*** Supplied passage Section Begins ***
# DEEPSPEECH
___
This notebook demonstrates how to install and use the [deepspeech](https://deepspeech.readthedocs.io/en/v0.7.4/) library developed by Mozilla. It installs the library itself, a pretrained model, a scorer, and simple audio files to try the model. Additional more complex audio files can downloaded from [here](https://www.voiptroubleshooter.com/open_speech/american.html).

Several different ways to use the library are shown:
* Simple - using a plain CLI command
* CLI + using variables for the model, scorer, and audio file
* Same as above + saving output in a separate file
* Full version of code from Mozilla's client.py file (gives you fullest control of the process)
*** Supplied passage Section Ends ***
Work order 1: Besides the library itself, what does the DeepSpeech notebook text say gets installed?
Work order 2: Reproduce the DeepSpeech notebook text from "Several different ways" to "of the process)".
Work order 3: Carry the DeepSpeech notebook text on from the point at which it stops.
The lines that come next play no part in any of this work.
*** Supplied material Section Begins ***
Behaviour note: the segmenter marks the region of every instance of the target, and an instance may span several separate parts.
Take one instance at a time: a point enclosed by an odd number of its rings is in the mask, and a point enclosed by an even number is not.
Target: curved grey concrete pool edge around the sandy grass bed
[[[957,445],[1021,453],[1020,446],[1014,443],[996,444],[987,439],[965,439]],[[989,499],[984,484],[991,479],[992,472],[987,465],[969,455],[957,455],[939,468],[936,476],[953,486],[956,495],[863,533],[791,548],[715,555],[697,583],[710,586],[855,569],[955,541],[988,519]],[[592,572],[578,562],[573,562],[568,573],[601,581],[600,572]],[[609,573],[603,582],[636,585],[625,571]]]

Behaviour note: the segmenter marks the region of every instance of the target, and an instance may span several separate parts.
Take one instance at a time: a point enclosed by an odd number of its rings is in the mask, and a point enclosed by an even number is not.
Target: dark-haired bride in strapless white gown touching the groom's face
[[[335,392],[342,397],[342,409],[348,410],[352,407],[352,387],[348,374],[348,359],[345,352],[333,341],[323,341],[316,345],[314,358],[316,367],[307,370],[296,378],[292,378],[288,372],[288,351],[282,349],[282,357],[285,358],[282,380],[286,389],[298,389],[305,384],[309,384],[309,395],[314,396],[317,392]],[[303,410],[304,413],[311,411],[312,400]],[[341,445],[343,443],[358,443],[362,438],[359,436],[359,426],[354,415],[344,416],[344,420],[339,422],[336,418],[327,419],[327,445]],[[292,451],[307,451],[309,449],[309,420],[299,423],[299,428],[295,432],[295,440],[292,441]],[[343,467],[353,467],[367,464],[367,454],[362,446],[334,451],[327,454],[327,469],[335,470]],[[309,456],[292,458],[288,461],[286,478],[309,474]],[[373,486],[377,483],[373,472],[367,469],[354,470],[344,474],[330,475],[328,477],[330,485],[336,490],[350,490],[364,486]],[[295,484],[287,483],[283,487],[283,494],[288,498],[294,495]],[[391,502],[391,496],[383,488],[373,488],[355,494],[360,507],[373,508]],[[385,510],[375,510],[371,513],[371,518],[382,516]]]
*** Supplied material Section Ends ***
Result 1: A pretrained model, a scorer, and simple audio files to try the model.

Result 2:
Several different ways to use the library are shown:
* Simple - using a plain CLI command
* CLI + using variables for the model, scorer, and audio file
* Same as above + saving output in a separate file
* Full version of code from Mozilla's client.py file (gives you fullest control of the process)

Result 3:
___
The [SpaCy](https://spacy.io/usage) library and its largest state-of-the-art pre-trained deep-learning model for English are used in the end to detect sentence boundaries. Its performance is greatly dependent on the quality of the deepspeech output

## 1. Install dependecies
To be installed once. To be reinstalled after the environment is reset (uncomment as needed)

In [1]:
# INSTALL DEEPSPEECH MODELS & SOX FOR AUDIO CONVERSION
#!pip install deepspeech
#!curl -LO https://github.com/mozilla/DeepSpeech/releases/download/v0.7.3/deepspeech-0.7.3-models.pbmm
#!curl -LO https://github.com/mozilla/DeepSpeech/releases/download/v0.7.3/deepspeech-0.7.3-models.scorer
#!conda install -c conda-forge sox --yes

In [None]:
# SAMPLE TEST AUDIO FILES (COME WITH DEEPSPEECH)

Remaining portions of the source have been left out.